__OPDRACHTEN__:
A. Geef voor elk van de volgende beweringen aan of die overeenstemt met de tekst over strafrechtelijke jurisprudentie, met ja of nee en de doorslaggevende woorden uit die tekst letterlijk geciteerd. (i) AVAS is een wettelijke strafuitsluitingsgrond. (ii) De knecht wist niet dat de melk verdund was. (iii) Bij de Opticiën gaat het om een rechtvaardigingsgrond.
B. Zet de tekst over strafrechtelijke jurisprudentie voort na de laatste zin, in dezelfde stijl van korte rechtsregels.

__GEGEVEN TEKST__:
= = =

Verkorte rechtsregels jurisprudentie materieel strafrecht
Melk en Water: introductie AVAS. Bij afwezigheid van alle schuld dient de verdachte niet te
worden veroordeeld. AVAS is een buitenwettelijke strafuitsluitingsgrond. De Hoge Raad
besloot dat het bestraffen van een persoon alleen is toegestaan als zijn gedrag verwijtbaar
is. Aangezien de knecht helemaal niet wist dat de melk verdund was en dit ook niet
behoefde te weten, viel dit delict hem ook niet te verwijten.
Opticiën: Wanneer men als een goedwillend persoon een ander uit een gevaarlijke, dan wel
hulpbehoevende toestand redt en daarmee een wettelijke bepaling schendt, dan kan men
niet strafbaar worden gehouden voor het feit dat hij heeft begaan in deze noodtoestand. Er
is dus sprake van een schulduitsluitingsgrond, overmacht, in de zin van artikel 40 Sr.

= = =

__BRONMATERIAAL__:
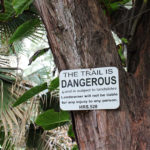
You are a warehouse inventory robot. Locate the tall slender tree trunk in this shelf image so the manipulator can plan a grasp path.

= = =

__ANTWOORDEN PER OPDRACHT__:
A.
(i) Nee: „AVAS is een buitenwettelijke strafuitsluitingsgrond.”
(ii) Ja: „Aangezien de knecht helemaal niet wist dat de melk verdund was”
(iii) Nee: „Er is dus sprake van een schulduitsluitingsgrond, overmacht, in de zin van artikel 40 Sr.”

B.
Belangrijk om hierbij op te merken is dat men wel een juiste keuze moet maken tussen een
wettelijke en een maatschappelijke verplichting. In dit arrest bepaalt de Hoge Raad voor het
eerst dat een noodtoestand ook onder het bereik valt van een overmachtssituatie, zoals
bedoeld in artikel 40 Sr.
Veearts: Ontbreken materiële wederrechtelijkheid. De dader van een strafbaar feit is niet
strafbaar als de doelstelling van de strafrechtelijke norm beter wordt nageleefd, ook al is het
dan op papier gezien wel wederrechtelijk (wederrechtelijk = in strijd met de wet/het recht).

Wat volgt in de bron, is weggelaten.